[Your tasks]
a) Answer these questions about the text on Alvin Lawson, one per line:
(i) At which university was Lawson a professor of English?
(ii) What did he start in the 1970s?
(iii) Whom did he work with in hypnotic regression of claimed abductees?
b) List every named organization or institution in the text on Alvin Lawson.
c) Copy the part of the text on Alvin Lawson that begins at the words "At California State he" and stops after "conference in 1976.".

[Text excerpt]
==========

I was saddened to learn of the recent death of Alvin Lawson, at the age of 80. He was best known in ufological circles for his promotion of the 'Birth Trauma' hypothesis for UFO abductions. Lawson was a professor of English at California State University, Long Beach. His interest in UFOs began in the 1940s with the early UFO waves, and in the 1970s he started the UFO Report Center of Orange County. He worked with William McCall, a doctor, in hypnotic regression of claimed abductees. As a result of this work they became increasingly sceptical of the accounts they uncovered.
At California State he was able to combine his professional and outside interests by studying the language and structure of UFO reports, and in 1977 began to test whether imaginary abduction stories bore any comparison to the 'real' accounts that he had encountered. He asked students who had never reported abduction experiences to imagine such an experience under hypnosis, and concluded that their narratives were substantially the same as those of self-reported abductees. This led Lawson and McCall to conclude that the 'real' abduction experience was an entirely psychological construct. His research was first announced to the UFO world at a Center for UFO Studies conference in 1976.

==========

[Collected data]
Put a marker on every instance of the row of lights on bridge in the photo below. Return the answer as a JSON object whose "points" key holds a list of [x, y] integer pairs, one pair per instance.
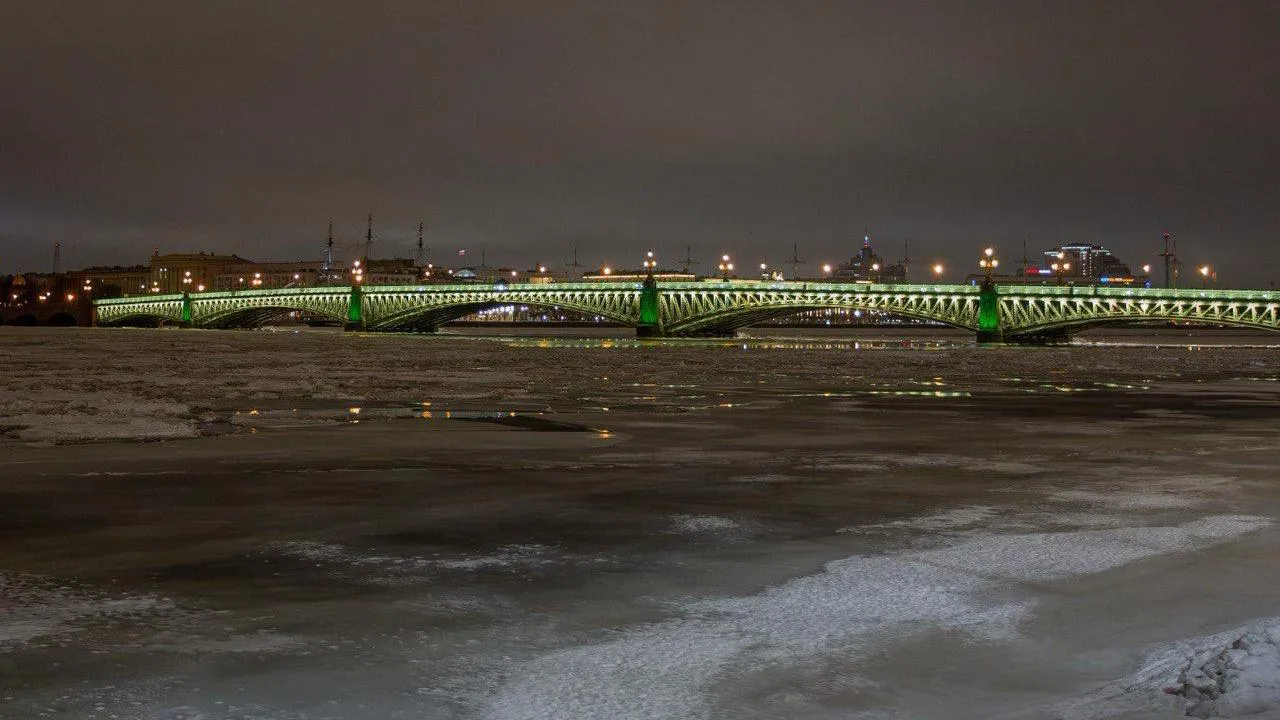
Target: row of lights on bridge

==========

[Outputs in order]
a)
(i) California State University, Long Beach
(ii) The UFO Report Center of Orange County
(iii) William McCall, a doctor

b)
California State University, Long Beach
UFO Report Center of Orange County
Center for UFO Studies

c)
At California State he was able to combine his professional and outside interests by studying the language and structure of UFO reports, and in 1977 began to test whether imaginary abduction stories bore any comparison to the 'real' accounts that he had encountered. He asked students who had never reported abduction experiences to imagine such an experience under hypnosis, and concluded that their narratives were substantially the same as those of self-reported abductees. This led Lawson and McCall to conclude that the 'real' abduction experience was an entirely psychological construct. His research was first announced to the UFO world at a Center for UFO Studies conference in 1976.